DOCUMENT EXCERPT:
Repositories may be included in the platform as a central place to
find available services when building applications.
[0030] The development modules 248 may provide a development
environment for the addition, integration, updating, and extension
of software components on the enterprise application platform 112
without impacting existing cross-functional services 132 and domain
applications 134.
[0031] Turning to the domain applications 134, the customer
relationship management applications 250 may enable access to and
facilitate collecting and storing of relevant personalized
information from multiple data sources and business processes.
Enterprise personnel that are tasked with developing a buyer into a
long-term customer may utilize the customer relationship management
applications 250 to provide assistance to the buyer throughout a
customer engagement cycle.
[0032] Enterprise personnel may utilize the financial applications
252 and business processes to track and control financial
transactions within the enterprise application platform 112. The
financial applications 252 may facilitate the execution of
operational, analytical, and collaborative tasks that are
associated with financial management. Specifically, the financial
applications 252 may enable the performance of tasks related to
financial accountability, planning, forecasting, and managing the
cost of finance.
[0033] The human resources applications 254 may be utilized by
enterprise personal and business processes to manage, deploy, and
track enterprise personnel. Specifically, the human resources
applications 254 may enable the analysis of human resource issues
and facilitate human resource decisions based on real-time
information.

RECORD EXCERPTS:
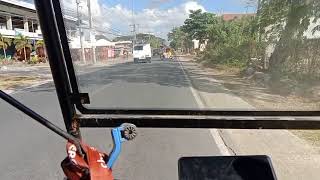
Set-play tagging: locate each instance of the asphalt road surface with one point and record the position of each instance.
(29, 151)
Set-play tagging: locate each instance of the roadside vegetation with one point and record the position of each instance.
(278, 46)
(21, 49)
(271, 59)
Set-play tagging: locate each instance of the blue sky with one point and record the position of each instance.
(160, 16)
(227, 6)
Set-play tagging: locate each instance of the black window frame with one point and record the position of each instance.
(72, 100)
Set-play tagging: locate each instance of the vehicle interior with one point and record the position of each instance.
(86, 108)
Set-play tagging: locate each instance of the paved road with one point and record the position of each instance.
(29, 151)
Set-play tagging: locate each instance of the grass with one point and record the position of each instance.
(264, 98)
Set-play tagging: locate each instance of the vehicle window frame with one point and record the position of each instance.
(181, 118)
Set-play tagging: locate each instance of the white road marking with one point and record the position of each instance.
(214, 132)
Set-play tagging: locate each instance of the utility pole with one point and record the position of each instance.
(133, 27)
(92, 33)
(81, 33)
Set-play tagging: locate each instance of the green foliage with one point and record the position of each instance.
(197, 24)
(179, 39)
(34, 60)
(39, 43)
(21, 43)
(5, 42)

WHAT YOU HAVE TO DO: Resume the patent description of the enterprise application platform, continuing after its last sentence.

ANSWER TO THIS EXERCISE:
[0034] The product life cycle management applications 256 may
enable the management of a product throughout the life cycle of the
product. For example, the product life cycle management
applications 256 may enable collaborative engineering, custom
product development, project management, asset management, and
quality management among business partners.
[0035] The supply chain management applications 258 may enable
monitoring of performances that are observed in supply chains. The
supply chain management applications 258 may facilitate adherence
to production plans and on-time delivery of products and
services.
[0036] The third-party applications 260, as well as legacy
applications 262, may be integrated with domain applications 134
and utilize cross-functional services 132 on the enterprise
application platform 112.
[0037] FIG. 3 is a block diagram of example modules employable in
the enterprise application platform 112 of FIG. 1 for systems and
methods of integrating text analysis and search functionality, such
as by way of the tagging of data, as mentioned above. In the
example of FIG. 3, the enterprise application platform 112 may
include a tagging module 302, a text analysis module 304, a search
module 306, a storage module 308, and/or a user interface module
310. In some implementations, one or more of these modules may be
incorporated in other modules of the enterprise application
platform 112. For example, the user interface module 310 may exist
as one of the portal modules 240 (FIG. 2), while the storage module
308 may be one of the relational database modules 242 (also FIG.
2). Similarly, the text analysis module 304 and the search module
306 may be any of the domain applications 134 (FIGS. 1 and 2). In
some examples, the tagging module 302 may be included in the
relational database modules 242, a separate module of the
cross-functional services 132, or elsewhere. Further, any of the
modules 302 through 310 may be combined into fewer modules, or may
be partitioned into a greater number of modules.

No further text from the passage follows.